═══ RECORDS FOR THE EXERCISE

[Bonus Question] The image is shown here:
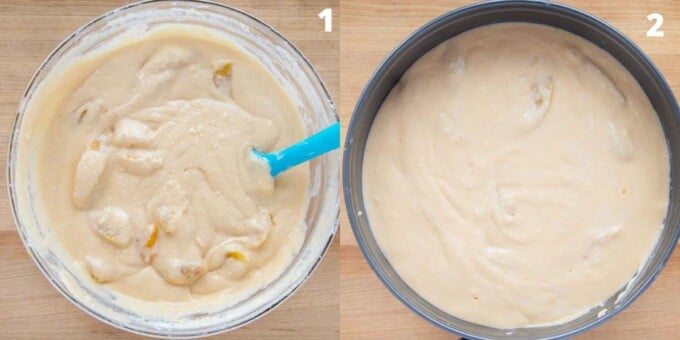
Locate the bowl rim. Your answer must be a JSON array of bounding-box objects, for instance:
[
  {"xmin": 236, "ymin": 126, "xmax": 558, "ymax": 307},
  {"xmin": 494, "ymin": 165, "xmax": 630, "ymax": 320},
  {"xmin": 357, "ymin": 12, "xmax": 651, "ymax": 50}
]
[
  {"xmin": 5, "ymin": 0, "xmax": 340, "ymax": 339},
  {"xmin": 342, "ymin": 0, "xmax": 680, "ymax": 339}
]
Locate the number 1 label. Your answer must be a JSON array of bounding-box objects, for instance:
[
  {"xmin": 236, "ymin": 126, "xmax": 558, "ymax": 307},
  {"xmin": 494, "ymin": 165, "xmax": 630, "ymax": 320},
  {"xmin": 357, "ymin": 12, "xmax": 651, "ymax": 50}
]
[{"xmin": 319, "ymin": 8, "xmax": 333, "ymax": 32}]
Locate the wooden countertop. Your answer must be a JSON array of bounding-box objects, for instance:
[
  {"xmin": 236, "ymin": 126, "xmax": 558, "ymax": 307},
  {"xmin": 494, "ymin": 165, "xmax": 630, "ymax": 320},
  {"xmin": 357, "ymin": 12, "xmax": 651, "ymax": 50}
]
[
  {"xmin": 0, "ymin": 0, "xmax": 340, "ymax": 339},
  {"xmin": 340, "ymin": 0, "xmax": 680, "ymax": 339}
]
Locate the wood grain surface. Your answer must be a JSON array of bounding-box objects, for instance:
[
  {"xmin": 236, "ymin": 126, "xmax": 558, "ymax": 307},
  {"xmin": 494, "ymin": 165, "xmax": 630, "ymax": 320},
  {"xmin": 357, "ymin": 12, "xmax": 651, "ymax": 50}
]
[
  {"xmin": 340, "ymin": 0, "xmax": 680, "ymax": 339},
  {"xmin": 0, "ymin": 0, "xmax": 340, "ymax": 339}
]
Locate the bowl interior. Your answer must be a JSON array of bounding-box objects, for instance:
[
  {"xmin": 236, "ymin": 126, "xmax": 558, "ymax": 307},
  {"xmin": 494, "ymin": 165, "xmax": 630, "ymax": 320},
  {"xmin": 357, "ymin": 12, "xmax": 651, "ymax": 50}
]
[
  {"xmin": 343, "ymin": 1, "xmax": 680, "ymax": 338},
  {"xmin": 8, "ymin": 1, "xmax": 339, "ymax": 337}
]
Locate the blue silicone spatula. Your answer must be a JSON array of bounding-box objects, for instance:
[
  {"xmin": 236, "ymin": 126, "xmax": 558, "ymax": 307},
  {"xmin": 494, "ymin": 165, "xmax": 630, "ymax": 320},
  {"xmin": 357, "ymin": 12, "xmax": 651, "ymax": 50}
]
[{"xmin": 252, "ymin": 122, "xmax": 340, "ymax": 177}]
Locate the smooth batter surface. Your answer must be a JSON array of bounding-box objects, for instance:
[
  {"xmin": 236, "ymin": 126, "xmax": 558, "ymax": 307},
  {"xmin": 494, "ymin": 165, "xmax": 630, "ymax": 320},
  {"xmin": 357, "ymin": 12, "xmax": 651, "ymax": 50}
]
[
  {"xmin": 363, "ymin": 24, "xmax": 669, "ymax": 328},
  {"xmin": 30, "ymin": 25, "xmax": 308, "ymax": 308}
]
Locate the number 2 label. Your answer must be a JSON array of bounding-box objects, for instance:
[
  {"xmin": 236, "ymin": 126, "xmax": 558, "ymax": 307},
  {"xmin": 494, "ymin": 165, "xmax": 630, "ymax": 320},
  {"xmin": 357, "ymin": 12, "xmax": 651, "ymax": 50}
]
[{"xmin": 647, "ymin": 13, "xmax": 663, "ymax": 38}]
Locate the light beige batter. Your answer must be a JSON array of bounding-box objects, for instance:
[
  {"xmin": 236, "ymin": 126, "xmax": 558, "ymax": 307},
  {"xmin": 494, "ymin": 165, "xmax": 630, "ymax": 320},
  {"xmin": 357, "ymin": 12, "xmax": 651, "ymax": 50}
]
[
  {"xmin": 363, "ymin": 23, "xmax": 670, "ymax": 328},
  {"xmin": 27, "ymin": 25, "xmax": 308, "ymax": 307}
]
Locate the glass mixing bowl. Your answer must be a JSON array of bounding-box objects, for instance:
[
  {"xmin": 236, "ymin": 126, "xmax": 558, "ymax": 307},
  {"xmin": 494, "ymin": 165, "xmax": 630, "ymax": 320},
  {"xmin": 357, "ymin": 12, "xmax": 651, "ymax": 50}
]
[
  {"xmin": 343, "ymin": 1, "xmax": 680, "ymax": 339},
  {"xmin": 7, "ymin": 1, "xmax": 339, "ymax": 337}
]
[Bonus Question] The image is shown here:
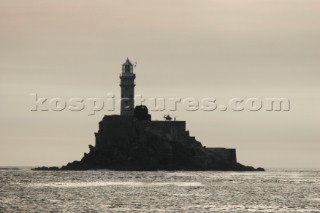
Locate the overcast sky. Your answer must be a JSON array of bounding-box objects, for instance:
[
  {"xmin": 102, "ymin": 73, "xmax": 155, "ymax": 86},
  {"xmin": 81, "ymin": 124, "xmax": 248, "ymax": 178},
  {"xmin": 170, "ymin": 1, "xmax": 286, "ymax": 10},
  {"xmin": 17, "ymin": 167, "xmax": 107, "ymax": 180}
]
[{"xmin": 0, "ymin": 0, "xmax": 320, "ymax": 168}]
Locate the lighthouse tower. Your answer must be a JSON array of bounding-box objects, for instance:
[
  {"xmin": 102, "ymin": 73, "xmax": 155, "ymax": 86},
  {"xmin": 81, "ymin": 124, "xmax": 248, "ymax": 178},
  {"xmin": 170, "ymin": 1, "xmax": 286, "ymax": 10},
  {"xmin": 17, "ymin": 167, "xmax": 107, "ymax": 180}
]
[{"xmin": 120, "ymin": 58, "xmax": 136, "ymax": 116}]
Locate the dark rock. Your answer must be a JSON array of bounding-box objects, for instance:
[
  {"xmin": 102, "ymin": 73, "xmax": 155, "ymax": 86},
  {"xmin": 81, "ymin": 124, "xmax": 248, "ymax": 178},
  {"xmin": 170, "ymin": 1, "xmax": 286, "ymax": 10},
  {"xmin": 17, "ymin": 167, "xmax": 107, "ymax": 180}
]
[{"xmin": 35, "ymin": 115, "xmax": 264, "ymax": 171}]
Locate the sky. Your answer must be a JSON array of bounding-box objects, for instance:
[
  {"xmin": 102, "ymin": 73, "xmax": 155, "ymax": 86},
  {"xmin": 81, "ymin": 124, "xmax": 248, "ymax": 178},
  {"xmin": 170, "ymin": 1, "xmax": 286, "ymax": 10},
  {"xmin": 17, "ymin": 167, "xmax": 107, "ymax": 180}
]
[{"xmin": 0, "ymin": 0, "xmax": 320, "ymax": 168}]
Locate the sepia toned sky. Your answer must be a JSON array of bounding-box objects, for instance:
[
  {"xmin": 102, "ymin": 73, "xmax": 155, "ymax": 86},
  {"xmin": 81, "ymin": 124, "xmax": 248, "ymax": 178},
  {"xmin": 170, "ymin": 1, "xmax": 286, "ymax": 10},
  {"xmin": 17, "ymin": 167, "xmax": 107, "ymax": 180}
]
[{"xmin": 0, "ymin": 0, "xmax": 320, "ymax": 168}]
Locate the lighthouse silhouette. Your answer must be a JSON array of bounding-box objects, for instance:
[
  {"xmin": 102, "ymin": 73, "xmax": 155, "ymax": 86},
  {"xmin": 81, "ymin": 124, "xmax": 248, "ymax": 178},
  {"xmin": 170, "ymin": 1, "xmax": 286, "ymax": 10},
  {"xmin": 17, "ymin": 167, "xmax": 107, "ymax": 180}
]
[{"xmin": 120, "ymin": 58, "xmax": 136, "ymax": 116}]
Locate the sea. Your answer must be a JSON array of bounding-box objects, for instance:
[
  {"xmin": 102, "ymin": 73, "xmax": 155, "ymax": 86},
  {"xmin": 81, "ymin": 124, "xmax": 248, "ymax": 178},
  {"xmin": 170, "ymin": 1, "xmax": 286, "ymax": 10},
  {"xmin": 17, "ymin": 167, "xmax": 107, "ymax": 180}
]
[{"xmin": 0, "ymin": 167, "xmax": 320, "ymax": 213}]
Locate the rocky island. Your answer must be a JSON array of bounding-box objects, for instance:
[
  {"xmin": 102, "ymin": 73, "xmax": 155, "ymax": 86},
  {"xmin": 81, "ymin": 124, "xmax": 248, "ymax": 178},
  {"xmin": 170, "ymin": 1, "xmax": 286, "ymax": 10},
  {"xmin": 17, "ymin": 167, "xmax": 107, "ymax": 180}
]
[{"xmin": 34, "ymin": 59, "xmax": 264, "ymax": 171}]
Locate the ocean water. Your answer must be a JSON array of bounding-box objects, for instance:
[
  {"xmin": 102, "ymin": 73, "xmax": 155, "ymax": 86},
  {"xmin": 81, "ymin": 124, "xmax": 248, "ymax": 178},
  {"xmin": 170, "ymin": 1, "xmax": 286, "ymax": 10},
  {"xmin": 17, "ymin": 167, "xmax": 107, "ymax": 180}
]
[{"xmin": 0, "ymin": 168, "xmax": 320, "ymax": 213}]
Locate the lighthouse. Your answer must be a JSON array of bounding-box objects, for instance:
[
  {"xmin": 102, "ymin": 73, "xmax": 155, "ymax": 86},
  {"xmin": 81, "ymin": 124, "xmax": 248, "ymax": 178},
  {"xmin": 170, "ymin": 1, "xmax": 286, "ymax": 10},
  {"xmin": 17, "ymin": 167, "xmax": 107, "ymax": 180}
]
[{"xmin": 120, "ymin": 58, "xmax": 136, "ymax": 116}]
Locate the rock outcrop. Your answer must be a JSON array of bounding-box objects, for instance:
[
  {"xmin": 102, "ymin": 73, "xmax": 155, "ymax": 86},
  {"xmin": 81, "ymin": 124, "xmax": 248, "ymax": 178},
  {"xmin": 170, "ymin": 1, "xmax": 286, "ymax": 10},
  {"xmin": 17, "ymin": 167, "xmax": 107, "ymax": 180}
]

══════

AIM =>
Gather each line above that contains the string "surface", and copy every such line in full.

REPLY TO THE EXERCISE =>
Locate the wood grain surface. Your answer must be a JSON array of bounding-box objects, for instance:
Locate the smooth batter surface. Your answer must be a JSON array of bounding-box objects, for instance:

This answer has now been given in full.